> EXTRAIT DE PAGE
Ah ! comme parfois j’aimerais n’avoir jamais grandi et être resté dans l’illusion de l’innocence, cela serait tellement plus facile de croire que tout est parfait.
Avec le recul, je constate que nombre des films de Fred Astaire, tenaient grâce à ses numéros de claquettes exceptionnels et qu’ils étaient construits autour de ses mêmes numéros car, l’intrigue, le jeu d’acteur, le film en lui-même, est souvent relativement moyen, au point de voir, presque systématiquement, la même histoire à chaque fois.
Enfin, cela ne l’a pas empêché de devenir la star qu’il méritait d’être…
Mais, mais, il faut tout de même savoir qu’aux USA, une communauté rejetée par celle des blancs montrait également d’extraordinaires talents de danseurs et de musiciens.
Dans le film « Cotton Club » (1984) de F.F.Coppola, on voit l’acteur afro américain de talent, Gregory Hines, danser les claquettes avec un groupe de grand-pères, tous excellents danseurs de claquettes, une tradition dans les JukeJunk’s, ces baraques dans lesquels la communauté noir se retrouvaient et qui ont lassés place à des bars miteux avant de devenir des clubs.
Hollywood a donc fait des films de blancs pour le monde entier, en méprisant d’emblée une communauté talentueuse qui vivait à ses côtés.

> À FAIRE
Répondez à ces questions sur l'extrait consacré à Fred Astaire :
(a) Selon l'extrait, grâce à quoi tenaient nombre des films de Fred Astaire ?
(b) Dans quel film, et de quelle année, voit-on Gregory Hines danser les claquettes avec un groupe de grands-pères ?
(c) Qu'ont fini par devenir les JukeJunk's ?

> DONNÉES EXTRAITES
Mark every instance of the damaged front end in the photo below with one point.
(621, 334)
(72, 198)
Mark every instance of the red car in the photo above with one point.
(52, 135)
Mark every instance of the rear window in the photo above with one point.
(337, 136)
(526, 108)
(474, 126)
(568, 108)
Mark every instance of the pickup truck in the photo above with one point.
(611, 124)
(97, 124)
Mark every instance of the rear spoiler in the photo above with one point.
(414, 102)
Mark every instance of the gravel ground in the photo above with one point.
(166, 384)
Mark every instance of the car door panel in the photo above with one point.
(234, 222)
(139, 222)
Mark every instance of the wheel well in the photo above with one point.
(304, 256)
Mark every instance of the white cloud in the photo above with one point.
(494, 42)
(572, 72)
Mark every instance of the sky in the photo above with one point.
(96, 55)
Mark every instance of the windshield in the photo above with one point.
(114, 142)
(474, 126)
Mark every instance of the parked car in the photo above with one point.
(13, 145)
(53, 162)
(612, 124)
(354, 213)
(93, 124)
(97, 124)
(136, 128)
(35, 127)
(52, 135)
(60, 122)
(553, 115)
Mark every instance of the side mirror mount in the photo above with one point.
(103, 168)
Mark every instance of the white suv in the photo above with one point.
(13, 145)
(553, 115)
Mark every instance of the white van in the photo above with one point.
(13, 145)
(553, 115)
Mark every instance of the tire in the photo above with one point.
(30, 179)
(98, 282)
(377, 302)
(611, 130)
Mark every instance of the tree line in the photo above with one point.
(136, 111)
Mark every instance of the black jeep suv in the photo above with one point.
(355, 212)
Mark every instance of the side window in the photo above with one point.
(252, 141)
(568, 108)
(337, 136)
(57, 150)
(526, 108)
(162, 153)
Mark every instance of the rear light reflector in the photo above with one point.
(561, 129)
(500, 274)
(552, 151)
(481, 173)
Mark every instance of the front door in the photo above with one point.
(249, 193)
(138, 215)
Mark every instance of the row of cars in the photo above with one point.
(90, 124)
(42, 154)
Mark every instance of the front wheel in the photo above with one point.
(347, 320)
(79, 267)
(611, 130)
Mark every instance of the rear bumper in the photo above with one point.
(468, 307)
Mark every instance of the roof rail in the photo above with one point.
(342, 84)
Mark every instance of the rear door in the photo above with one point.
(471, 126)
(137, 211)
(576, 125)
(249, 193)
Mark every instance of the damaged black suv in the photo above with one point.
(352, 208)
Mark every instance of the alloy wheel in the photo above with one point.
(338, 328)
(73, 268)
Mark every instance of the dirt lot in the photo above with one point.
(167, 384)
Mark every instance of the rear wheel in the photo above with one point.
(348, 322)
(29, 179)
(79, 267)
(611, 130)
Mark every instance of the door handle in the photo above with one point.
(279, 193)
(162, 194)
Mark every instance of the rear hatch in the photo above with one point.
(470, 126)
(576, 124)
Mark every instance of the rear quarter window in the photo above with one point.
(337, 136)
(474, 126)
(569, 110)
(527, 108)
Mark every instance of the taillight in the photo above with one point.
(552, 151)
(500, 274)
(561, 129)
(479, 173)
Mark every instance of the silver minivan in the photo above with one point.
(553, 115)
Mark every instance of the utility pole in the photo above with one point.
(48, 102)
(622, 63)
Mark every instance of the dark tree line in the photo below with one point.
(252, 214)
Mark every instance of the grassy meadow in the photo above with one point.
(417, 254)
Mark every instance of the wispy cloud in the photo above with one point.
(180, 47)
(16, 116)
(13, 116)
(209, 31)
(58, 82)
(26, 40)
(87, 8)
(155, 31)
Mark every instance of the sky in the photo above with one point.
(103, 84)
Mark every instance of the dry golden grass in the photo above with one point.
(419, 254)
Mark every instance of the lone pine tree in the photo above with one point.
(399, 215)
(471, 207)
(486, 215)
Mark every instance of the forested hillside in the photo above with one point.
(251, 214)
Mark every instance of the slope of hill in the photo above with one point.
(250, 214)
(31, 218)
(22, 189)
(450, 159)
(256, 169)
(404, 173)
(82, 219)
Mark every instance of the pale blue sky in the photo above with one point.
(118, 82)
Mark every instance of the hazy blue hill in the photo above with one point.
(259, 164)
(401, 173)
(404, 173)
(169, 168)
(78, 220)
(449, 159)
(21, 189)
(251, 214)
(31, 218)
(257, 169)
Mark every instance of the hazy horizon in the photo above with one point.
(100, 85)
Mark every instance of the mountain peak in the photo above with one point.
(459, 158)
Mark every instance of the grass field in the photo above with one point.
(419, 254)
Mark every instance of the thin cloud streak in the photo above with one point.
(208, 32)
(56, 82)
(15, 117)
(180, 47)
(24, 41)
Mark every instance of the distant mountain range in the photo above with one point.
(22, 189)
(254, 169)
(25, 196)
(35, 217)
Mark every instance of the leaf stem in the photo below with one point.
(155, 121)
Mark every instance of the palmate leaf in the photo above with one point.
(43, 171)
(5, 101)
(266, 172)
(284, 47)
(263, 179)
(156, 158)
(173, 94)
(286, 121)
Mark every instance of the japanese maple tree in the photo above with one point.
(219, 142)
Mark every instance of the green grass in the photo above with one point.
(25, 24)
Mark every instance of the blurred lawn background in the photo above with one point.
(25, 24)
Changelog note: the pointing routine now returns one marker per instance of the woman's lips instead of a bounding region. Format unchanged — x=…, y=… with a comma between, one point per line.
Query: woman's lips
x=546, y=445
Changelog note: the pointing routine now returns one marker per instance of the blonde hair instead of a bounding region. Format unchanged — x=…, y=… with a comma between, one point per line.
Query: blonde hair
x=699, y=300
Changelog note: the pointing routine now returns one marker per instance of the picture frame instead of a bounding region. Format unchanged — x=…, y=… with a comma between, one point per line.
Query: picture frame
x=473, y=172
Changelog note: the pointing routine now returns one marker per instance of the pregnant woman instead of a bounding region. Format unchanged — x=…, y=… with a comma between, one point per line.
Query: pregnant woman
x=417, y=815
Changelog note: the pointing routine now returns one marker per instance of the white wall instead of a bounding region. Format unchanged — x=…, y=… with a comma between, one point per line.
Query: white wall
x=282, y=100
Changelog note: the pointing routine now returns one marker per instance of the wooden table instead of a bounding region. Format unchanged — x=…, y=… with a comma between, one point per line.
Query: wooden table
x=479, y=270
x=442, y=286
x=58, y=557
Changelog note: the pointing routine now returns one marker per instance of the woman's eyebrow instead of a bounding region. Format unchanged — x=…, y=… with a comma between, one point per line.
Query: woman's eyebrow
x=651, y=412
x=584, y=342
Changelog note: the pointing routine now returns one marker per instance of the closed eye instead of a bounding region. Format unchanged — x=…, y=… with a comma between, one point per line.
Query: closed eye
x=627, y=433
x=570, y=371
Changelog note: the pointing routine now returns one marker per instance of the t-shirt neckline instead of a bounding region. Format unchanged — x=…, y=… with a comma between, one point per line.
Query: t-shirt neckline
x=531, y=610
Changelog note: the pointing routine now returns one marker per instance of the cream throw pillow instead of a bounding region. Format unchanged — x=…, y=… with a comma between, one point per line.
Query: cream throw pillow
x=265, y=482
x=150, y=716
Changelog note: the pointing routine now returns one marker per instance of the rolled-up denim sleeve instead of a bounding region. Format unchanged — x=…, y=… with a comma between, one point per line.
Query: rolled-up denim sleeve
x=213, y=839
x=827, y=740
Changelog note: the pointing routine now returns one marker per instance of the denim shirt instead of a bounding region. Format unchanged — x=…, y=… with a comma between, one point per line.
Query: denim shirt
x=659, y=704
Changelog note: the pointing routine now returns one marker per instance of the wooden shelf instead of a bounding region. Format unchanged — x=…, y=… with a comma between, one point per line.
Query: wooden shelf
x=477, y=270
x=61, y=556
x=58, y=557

> RÉPONSE CI-DESSOUS
(a) Grâce à ses numéros de claquettes exceptionnels.
(b) Dans « Cotton Club » (1984) de F.F. Coppola.
(c) Ils ont laissé place à des bars miteux, puis sont devenus des clubs.